Stored items
--*--
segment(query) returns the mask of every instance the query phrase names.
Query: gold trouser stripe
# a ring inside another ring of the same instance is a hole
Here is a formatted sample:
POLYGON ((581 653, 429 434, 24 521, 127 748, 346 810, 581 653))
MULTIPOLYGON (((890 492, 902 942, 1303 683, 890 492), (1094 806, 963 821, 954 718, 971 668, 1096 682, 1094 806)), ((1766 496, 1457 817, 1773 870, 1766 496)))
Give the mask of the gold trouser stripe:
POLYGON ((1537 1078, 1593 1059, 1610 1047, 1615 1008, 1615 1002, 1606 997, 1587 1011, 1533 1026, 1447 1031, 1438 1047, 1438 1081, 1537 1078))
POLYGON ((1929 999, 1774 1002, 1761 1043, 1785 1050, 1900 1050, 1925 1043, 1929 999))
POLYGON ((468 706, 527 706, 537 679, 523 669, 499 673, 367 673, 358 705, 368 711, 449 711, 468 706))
--*--
> [Exercise]: Which lines above contain "instance"? Show each of them.

> [Exercise answer]:
segment(query) returns the mask of every instance the query phrase names.
# a ring inside another ring of the same instance is a hole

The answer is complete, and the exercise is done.